PROVIDED PASSAGE —
━━━
Another consideration is that there were no windows in the rooms studied, which allowed for total control of melanopic and photopic intensities. On the other hand, these conditions do not represent the full reality of contemporary architecture, where biophilia associated with daylighting is an integral part of building design (61). It may therefore be that the preference for blue-enriched lighting in the Viola et al. (19) study is a combination of chronic exposure time associated with more biophilic components such as natural light.

An important consideration to bear in mind is that our study is currently centered on the Quebec population. It is conceivable that Far North populations might not respond in the same manner due to distinct customs and lifestyle habits that may result in more outdoor activities. Additionally, environmental factors need to be considered, such as the unique conditions in Quebec City where cloud cover might scatter sunlight differently compared to other regions. These cultural and environmental variables could potentially influence how individuals from Far North regions and Quebec City respond to the lighting conditions studied in our research. Further investigation and studies encompassing diverse populations and geographical locations may provide a more comprehensive understanding of the impacts of lighting on different communities. Furthermore, the study population comprised predominantly of university students, limiting its applicability to the working population with potentially higher age demographics. A more precise representation of the working population’s age would be desirable for future replications.
━━━
WHAT IS REQUIRED —
Copy the full passage on the limitations of the lighting study word for word.
━━━
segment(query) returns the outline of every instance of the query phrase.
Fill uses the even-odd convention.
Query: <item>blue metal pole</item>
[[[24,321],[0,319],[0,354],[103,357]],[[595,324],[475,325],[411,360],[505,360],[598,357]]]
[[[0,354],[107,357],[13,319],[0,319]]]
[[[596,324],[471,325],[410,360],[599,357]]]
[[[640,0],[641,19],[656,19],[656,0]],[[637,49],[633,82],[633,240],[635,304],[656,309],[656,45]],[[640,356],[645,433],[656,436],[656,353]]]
━━━
SOLUTION TO THIS PROBLEM —
Another consideration is that there were no windows in the rooms studied, which allowed for total control of melanopic and photopic intensities. On the other hand, these conditions do not represent the full reality of contemporary architecture, where biophilia associated with daylighting is an integral part of building design (61). It may therefore be that the preference for blue-enriched lighting in the Viola et al. (19) study is a combination of chronic exposure time associated with more biophilic components such as natural light.

An important consideration to bear in mind is that our study is currently centered on the Quebec population. It is conceivable that Far North populations might not respond in the same manner due to distinct customs and lifestyle habits that may result in more outdoor activities. Additionally, environmental factors need to be considered, such as the unique conditions in Quebec City where cloud cover might scatter sunlight differently compared to other regions. These cultural and environmental variables could potentially influence how individuals from Far North regions and Quebec City respond to the lighting conditions studied in our research. Further investigation and studies encompassing diverse populations and geographical locations may provide a more comprehensive understanding of the impacts of lighting on different communities. Furthermore, the study population comprised predominantly of university students, limiting its applicability to the working population with potentially higher age demographics. A more precise representation of the working population’s age would be desirable for future replications.